Material for this task:
....................

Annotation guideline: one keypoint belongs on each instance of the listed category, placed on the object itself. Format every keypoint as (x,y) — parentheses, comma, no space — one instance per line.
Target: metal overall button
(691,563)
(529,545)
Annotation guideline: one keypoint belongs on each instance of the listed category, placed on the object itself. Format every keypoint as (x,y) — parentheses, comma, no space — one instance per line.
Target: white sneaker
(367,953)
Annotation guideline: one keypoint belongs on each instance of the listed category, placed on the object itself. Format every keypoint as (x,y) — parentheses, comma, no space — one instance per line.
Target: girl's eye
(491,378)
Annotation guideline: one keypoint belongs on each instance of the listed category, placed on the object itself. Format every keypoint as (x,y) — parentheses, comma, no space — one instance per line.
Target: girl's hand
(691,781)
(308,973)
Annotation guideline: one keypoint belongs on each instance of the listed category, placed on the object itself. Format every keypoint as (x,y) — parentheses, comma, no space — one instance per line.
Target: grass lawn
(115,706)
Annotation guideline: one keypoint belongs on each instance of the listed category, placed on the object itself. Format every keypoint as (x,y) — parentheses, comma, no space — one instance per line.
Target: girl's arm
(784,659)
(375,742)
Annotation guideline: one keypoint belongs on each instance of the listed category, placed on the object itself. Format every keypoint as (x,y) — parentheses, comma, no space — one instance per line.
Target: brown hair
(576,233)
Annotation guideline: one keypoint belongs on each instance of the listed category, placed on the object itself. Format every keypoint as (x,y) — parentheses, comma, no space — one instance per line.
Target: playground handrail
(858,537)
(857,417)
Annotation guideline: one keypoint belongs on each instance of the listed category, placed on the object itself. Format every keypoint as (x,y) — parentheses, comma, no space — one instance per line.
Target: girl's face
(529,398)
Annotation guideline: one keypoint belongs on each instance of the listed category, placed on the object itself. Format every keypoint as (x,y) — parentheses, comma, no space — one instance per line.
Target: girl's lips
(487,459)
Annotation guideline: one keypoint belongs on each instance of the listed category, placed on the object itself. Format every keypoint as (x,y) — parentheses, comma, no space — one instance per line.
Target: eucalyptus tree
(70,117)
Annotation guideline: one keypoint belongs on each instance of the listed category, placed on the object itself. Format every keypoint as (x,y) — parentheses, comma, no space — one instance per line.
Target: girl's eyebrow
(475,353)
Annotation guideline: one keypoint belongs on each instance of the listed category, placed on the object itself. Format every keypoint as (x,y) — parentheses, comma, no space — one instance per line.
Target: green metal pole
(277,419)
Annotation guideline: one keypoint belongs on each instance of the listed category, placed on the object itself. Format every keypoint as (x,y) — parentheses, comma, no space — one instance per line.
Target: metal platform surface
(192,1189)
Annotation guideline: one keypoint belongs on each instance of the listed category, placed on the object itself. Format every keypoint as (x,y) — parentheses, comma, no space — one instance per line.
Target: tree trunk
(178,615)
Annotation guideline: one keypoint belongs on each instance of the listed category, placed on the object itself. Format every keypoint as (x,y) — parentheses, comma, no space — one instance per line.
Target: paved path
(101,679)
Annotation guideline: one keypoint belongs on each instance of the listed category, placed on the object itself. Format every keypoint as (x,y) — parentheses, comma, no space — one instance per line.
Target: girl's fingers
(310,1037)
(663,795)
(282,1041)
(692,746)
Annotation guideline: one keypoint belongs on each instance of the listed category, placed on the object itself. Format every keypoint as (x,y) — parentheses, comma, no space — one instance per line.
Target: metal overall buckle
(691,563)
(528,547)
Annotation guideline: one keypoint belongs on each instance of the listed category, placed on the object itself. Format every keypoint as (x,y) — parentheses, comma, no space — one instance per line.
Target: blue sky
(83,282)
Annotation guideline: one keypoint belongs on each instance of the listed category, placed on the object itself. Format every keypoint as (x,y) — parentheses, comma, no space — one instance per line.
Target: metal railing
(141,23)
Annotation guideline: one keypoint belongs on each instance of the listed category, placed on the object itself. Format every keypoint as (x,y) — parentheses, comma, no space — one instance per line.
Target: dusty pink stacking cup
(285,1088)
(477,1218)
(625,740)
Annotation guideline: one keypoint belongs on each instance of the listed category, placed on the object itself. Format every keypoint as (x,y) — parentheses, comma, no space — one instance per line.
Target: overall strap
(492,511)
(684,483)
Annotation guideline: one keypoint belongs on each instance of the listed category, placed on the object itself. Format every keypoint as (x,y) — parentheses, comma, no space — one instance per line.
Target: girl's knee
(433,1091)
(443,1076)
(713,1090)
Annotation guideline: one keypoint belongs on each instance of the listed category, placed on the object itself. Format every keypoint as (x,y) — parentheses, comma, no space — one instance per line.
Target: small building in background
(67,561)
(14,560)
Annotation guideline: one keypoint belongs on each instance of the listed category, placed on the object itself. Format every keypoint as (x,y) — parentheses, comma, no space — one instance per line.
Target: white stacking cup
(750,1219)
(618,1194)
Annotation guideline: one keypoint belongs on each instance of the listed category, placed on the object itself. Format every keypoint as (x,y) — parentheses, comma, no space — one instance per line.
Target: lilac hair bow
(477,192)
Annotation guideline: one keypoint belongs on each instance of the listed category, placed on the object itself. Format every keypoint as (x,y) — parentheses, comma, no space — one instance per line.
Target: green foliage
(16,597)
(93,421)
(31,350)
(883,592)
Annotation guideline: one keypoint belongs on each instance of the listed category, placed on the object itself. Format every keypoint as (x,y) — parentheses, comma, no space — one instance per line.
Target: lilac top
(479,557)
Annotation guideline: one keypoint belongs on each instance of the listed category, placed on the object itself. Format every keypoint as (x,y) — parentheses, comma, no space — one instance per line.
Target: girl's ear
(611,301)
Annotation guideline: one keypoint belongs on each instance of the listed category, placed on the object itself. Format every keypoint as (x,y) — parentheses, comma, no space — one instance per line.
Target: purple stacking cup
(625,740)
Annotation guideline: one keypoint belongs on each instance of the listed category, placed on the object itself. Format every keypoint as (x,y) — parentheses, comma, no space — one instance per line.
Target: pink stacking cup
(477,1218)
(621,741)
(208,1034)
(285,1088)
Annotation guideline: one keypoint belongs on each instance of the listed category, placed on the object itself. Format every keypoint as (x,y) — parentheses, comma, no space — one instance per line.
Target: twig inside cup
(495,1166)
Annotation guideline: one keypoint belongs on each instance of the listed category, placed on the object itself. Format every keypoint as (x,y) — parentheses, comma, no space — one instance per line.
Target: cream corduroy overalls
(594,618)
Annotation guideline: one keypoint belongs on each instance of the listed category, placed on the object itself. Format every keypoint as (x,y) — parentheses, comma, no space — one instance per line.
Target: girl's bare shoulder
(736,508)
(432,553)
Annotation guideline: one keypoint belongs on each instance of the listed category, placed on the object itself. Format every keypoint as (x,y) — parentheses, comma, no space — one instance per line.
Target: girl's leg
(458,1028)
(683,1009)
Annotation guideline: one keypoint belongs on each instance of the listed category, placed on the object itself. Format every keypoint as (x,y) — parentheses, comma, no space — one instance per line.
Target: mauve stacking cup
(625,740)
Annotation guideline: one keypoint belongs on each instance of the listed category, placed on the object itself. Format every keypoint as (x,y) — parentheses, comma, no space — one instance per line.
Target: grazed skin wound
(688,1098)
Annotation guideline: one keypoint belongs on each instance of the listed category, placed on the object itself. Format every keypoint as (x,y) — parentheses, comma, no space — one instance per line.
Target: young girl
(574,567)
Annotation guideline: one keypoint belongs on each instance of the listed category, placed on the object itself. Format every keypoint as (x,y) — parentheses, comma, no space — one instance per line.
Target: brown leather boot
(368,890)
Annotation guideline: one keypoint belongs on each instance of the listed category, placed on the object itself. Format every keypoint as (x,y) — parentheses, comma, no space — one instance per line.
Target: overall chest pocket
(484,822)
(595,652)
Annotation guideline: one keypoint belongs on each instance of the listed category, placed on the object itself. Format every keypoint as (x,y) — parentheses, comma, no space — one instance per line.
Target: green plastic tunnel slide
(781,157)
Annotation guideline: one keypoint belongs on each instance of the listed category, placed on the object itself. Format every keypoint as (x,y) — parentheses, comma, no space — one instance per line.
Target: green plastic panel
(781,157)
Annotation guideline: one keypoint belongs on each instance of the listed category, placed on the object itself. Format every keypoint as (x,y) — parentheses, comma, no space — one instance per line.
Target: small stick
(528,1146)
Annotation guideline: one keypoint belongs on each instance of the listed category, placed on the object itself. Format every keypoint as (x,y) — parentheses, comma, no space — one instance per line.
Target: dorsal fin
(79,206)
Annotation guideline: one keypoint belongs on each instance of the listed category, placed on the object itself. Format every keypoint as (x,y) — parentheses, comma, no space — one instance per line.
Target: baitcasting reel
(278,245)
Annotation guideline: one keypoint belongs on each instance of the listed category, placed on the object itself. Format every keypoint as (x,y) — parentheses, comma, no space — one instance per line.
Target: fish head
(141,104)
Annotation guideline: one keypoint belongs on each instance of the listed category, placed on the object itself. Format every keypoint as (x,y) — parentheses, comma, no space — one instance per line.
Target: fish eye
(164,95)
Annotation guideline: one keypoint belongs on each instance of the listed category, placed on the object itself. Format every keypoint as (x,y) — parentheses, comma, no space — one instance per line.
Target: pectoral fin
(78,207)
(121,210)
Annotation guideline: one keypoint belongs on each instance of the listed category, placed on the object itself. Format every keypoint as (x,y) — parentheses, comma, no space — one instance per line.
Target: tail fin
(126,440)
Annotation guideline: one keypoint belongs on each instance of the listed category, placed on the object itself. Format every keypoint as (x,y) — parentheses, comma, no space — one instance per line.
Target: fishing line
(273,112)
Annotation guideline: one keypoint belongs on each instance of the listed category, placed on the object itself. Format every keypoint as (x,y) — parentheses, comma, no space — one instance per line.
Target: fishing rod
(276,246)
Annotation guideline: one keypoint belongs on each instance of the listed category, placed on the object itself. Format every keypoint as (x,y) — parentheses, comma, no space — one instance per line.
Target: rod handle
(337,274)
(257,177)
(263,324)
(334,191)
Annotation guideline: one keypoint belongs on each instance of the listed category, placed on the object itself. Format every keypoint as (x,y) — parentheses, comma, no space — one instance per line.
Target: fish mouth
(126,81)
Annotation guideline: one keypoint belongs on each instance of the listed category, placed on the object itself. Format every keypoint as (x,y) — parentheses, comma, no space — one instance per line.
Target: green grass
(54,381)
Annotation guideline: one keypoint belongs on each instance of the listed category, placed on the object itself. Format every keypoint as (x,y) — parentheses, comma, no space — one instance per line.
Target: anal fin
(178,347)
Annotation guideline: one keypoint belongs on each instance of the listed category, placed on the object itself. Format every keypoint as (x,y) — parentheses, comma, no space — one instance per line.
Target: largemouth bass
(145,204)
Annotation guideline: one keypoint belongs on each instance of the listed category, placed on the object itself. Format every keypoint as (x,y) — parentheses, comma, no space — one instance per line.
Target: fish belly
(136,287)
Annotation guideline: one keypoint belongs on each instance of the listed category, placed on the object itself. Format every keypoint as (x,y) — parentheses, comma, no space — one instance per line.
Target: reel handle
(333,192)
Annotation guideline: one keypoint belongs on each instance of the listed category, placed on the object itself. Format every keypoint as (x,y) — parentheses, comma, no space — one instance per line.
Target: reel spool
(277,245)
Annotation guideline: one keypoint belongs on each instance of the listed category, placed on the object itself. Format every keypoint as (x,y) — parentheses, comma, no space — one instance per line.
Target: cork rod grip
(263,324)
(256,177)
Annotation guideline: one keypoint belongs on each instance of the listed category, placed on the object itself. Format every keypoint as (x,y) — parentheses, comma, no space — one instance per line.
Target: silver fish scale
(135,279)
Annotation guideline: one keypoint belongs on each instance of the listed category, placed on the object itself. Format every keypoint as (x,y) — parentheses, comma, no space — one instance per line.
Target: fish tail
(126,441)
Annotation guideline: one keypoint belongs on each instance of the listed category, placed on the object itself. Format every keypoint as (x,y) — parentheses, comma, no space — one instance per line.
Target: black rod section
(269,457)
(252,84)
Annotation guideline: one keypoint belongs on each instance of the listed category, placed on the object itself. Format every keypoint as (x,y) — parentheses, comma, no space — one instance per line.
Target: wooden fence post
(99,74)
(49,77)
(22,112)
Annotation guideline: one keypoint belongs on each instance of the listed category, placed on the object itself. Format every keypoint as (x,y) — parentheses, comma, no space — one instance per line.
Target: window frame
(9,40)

....................

Task brief:
How many of the lines above contain the string "white", matching case exactly? Reply with the number alone.

Correct response:
2